**Work to be completed:**
Locate the line with "Where can the jersey" in the material. Copy that line and each one after it, through the last, exactly and with nothing else.

**Material for this exercise:**
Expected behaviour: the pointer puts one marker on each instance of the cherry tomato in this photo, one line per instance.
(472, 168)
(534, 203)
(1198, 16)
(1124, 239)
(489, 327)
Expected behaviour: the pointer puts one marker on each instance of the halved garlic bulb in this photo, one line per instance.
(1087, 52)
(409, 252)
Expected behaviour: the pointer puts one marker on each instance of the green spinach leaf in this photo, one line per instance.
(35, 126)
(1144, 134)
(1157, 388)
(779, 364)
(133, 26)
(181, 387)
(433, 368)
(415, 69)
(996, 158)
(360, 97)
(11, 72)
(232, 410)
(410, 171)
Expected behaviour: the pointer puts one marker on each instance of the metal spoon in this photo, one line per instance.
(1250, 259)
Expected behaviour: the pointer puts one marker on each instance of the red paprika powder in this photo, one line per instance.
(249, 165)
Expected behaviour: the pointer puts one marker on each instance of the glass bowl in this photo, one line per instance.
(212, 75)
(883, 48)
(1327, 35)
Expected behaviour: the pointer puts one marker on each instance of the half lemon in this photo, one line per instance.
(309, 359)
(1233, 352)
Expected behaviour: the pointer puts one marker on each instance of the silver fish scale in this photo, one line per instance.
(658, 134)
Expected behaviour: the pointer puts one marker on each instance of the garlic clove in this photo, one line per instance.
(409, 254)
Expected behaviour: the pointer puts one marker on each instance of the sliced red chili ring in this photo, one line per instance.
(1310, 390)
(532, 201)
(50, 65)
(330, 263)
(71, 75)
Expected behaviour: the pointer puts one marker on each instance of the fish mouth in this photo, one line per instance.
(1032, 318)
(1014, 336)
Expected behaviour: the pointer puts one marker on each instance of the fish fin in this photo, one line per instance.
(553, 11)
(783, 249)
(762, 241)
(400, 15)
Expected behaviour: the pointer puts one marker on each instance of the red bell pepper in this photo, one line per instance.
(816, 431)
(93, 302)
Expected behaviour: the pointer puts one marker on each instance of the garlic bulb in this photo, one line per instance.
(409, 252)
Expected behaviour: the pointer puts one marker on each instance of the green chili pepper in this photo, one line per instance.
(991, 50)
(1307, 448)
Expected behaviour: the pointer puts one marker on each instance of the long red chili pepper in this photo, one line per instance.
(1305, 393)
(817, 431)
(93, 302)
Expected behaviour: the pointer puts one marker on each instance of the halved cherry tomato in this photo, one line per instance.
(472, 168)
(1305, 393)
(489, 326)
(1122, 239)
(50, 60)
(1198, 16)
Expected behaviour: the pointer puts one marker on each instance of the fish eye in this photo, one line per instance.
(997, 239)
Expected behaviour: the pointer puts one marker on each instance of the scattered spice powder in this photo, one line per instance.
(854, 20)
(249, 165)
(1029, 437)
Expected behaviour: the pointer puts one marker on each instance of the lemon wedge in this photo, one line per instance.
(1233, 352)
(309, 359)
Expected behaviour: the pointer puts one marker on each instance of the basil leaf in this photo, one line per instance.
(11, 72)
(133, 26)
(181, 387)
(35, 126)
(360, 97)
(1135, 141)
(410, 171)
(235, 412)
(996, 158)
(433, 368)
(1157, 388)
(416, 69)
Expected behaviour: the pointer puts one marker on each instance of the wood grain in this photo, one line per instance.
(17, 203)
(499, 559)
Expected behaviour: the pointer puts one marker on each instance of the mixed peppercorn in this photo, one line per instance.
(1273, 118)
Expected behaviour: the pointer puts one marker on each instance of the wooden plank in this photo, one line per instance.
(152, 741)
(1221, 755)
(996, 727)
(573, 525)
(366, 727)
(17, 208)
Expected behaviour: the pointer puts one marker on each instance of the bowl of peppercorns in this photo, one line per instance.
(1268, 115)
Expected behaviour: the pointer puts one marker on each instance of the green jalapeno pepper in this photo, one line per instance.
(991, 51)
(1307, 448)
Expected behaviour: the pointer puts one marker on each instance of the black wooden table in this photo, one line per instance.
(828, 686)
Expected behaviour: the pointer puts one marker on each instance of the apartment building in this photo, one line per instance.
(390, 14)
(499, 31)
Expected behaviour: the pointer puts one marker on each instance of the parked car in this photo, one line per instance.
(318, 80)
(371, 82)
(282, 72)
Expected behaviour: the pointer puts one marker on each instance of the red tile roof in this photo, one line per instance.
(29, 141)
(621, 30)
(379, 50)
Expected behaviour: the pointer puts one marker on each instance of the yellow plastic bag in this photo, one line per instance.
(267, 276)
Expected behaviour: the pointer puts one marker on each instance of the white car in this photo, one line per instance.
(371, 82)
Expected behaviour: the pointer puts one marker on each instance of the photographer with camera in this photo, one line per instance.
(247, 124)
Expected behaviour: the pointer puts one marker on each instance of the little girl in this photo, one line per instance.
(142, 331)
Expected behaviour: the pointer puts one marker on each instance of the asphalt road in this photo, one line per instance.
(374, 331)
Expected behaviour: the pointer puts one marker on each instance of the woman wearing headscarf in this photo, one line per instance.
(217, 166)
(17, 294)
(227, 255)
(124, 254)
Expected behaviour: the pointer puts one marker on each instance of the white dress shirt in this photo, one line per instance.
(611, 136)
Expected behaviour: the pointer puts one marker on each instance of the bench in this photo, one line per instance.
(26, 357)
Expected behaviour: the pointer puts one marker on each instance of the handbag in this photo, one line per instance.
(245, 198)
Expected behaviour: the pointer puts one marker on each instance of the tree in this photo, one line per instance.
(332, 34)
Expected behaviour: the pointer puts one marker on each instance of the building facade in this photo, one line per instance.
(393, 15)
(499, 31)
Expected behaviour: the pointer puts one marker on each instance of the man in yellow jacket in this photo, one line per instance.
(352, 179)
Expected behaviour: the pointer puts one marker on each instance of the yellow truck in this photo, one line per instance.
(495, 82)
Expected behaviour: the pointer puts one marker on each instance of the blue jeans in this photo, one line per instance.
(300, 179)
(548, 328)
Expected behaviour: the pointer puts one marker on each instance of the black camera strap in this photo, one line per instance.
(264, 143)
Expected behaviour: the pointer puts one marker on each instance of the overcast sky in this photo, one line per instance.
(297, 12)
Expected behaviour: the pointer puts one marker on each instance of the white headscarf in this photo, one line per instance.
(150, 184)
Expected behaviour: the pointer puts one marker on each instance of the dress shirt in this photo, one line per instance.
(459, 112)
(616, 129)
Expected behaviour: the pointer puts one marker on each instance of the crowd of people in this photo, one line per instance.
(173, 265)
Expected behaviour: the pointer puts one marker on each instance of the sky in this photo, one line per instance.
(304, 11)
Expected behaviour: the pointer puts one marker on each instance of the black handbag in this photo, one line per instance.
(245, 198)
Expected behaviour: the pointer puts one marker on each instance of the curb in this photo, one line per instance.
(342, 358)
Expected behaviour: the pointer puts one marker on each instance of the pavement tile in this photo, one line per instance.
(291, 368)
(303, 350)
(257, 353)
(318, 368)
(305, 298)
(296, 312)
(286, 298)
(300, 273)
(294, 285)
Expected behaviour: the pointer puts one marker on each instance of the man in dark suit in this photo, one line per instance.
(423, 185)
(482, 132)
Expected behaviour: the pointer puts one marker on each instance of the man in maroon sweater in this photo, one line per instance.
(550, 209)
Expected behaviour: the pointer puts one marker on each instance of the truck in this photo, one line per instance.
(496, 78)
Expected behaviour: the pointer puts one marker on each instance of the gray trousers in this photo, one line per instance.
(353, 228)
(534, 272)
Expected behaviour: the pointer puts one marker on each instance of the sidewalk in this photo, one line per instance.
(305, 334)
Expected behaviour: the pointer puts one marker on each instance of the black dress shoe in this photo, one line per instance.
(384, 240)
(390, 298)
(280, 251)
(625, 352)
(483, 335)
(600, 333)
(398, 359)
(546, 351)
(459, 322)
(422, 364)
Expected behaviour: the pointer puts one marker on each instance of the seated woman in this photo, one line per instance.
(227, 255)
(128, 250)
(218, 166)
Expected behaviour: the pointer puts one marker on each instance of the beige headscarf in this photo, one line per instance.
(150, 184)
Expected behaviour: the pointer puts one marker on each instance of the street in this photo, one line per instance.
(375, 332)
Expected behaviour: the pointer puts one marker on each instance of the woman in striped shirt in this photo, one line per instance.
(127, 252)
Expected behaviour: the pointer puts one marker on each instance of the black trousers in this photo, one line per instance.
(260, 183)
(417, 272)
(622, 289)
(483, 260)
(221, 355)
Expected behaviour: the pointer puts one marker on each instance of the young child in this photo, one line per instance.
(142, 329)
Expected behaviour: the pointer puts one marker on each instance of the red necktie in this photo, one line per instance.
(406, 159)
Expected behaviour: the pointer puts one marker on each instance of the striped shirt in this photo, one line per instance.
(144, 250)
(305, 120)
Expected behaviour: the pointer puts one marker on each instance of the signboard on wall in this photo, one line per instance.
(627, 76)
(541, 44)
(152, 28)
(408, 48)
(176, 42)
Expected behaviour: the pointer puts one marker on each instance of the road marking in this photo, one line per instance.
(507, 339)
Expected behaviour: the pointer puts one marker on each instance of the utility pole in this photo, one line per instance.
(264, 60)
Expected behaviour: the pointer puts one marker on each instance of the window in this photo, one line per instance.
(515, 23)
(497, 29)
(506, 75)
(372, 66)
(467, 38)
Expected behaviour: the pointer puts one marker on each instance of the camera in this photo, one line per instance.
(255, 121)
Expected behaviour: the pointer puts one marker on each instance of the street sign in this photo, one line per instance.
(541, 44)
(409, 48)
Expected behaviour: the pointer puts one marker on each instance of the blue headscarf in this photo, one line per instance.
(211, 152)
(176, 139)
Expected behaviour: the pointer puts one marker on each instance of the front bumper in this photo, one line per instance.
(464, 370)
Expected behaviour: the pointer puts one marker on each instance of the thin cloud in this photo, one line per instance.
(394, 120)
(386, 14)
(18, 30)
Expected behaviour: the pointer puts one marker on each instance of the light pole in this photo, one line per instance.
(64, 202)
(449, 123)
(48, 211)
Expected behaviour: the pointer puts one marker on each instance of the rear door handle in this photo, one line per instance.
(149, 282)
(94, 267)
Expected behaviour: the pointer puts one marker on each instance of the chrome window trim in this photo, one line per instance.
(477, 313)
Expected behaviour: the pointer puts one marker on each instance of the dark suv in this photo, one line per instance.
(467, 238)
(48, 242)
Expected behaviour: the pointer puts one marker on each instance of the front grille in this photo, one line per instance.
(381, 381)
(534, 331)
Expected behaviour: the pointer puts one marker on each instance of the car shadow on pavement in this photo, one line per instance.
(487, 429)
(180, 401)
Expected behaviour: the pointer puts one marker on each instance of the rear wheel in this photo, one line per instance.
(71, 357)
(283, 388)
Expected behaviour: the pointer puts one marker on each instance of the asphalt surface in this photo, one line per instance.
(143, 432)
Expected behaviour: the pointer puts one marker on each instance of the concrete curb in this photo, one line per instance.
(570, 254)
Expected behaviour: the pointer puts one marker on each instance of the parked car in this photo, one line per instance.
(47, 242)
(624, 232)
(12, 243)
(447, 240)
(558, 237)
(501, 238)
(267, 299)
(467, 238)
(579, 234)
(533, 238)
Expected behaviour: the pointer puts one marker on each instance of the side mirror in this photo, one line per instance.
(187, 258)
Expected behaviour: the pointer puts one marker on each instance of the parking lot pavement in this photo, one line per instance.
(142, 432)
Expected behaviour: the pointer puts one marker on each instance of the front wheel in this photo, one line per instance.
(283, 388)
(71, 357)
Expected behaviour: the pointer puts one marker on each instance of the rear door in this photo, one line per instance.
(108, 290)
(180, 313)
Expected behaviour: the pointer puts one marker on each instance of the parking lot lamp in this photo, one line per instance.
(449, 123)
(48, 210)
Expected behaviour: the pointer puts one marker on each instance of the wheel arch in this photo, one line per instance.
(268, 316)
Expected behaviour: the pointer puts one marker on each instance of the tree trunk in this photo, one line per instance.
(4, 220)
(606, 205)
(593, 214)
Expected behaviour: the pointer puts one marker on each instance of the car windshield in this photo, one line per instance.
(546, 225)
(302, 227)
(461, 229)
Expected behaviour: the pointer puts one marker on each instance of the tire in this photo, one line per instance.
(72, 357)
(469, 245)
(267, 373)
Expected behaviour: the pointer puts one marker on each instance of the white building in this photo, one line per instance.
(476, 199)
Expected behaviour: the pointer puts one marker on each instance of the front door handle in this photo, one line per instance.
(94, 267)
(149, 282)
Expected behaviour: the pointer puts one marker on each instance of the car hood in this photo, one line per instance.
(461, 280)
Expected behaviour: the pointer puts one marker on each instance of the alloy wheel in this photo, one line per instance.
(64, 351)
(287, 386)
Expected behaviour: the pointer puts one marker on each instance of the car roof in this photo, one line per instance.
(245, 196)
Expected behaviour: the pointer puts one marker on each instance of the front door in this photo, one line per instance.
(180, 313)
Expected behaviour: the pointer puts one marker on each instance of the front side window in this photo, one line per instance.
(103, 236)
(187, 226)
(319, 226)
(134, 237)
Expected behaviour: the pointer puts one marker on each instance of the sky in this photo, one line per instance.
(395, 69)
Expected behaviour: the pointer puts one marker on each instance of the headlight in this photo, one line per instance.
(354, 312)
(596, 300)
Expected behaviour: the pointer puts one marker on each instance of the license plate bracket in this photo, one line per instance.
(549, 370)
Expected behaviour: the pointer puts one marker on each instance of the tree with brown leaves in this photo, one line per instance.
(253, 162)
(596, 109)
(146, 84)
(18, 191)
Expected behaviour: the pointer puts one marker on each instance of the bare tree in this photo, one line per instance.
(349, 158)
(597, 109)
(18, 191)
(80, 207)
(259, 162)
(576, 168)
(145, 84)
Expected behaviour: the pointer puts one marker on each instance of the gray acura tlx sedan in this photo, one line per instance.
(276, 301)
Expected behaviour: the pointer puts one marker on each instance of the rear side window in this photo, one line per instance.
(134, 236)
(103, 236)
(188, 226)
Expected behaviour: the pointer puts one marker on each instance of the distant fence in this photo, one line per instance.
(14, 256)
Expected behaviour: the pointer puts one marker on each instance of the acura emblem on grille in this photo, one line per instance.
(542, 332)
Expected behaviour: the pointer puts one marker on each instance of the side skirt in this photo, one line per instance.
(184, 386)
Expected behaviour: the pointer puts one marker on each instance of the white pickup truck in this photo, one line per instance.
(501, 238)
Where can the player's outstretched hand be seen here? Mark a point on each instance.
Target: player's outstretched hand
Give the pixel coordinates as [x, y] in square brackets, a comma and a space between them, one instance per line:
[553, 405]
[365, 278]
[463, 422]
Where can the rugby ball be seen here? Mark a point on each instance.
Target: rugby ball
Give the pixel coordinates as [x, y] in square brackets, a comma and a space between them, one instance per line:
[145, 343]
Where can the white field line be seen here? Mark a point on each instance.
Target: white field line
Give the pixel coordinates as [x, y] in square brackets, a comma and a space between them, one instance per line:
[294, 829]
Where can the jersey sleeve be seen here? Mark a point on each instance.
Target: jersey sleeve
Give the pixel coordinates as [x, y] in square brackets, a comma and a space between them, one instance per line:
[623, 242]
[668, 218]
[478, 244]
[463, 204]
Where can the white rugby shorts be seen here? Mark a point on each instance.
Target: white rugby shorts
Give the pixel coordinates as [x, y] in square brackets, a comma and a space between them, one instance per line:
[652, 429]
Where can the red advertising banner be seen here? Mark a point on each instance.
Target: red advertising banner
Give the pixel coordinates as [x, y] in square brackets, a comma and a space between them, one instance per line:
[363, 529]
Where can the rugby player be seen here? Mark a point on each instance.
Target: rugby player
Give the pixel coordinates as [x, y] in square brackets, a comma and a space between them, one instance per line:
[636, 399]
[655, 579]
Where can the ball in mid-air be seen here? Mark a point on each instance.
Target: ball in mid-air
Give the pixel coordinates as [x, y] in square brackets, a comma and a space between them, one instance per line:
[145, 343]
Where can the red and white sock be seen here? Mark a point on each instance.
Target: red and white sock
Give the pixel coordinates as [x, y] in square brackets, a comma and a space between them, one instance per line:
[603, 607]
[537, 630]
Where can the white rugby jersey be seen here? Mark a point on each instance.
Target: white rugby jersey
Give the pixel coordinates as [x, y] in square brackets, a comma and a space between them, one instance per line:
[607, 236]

**Exercise solution:**
Where can the jersey sleeve be seen here? Mark a point on each instance.
Target: jersey sleeve
Give the pixel coordinates as [x, y] in square brackets, a comma and a space between them, one instance per line:
[623, 242]
[668, 218]
[478, 244]
[463, 204]
Where can the white rugby shorts be seen here? Mark a point on each instance.
Target: white rugby shorts
Give the pixel coordinates as [x, y] in square brackets, a comma and a space between them, one instance per line:
[652, 429]
Where can the red advertising banner be seen here? Mark a point on each instance.
Target: red advertising banner
Give the pixel coordinates as [x, y] in square brackets, a comma and a space between them, one instance per line:
[363, 529]
Where can the rugby player be seen here? Mark a point on each instance.
Target: rugby player
Give the pixel coordinates as [x, y] in square brackets, a comma and a space between them, one instance per line:
[636, 399]
[655, 579]
Where can the ball in mid-air be seen here? Mark a point on each instance.
Target: ball in mid-air
Give the pixel coordinates as [x, y] in square brackets, a comma and a space between them, one instance per line:
[145, 343]
Where can the red and white sock be seen here? Mark a point on each instance.
Target: red and white sock
Give the pixel coordinates as [x, y] in square brackets, a comma and a space between them, one instance per line:
[603, 607]
[537, 630]
Where can the white rugby jersey be seen here? Mark a point on each instance.
Target: white rugby jersey
Give the pixel coordinates as [x, y] in square brackets, a comma and a space between them, one instance per line:
[607, 236]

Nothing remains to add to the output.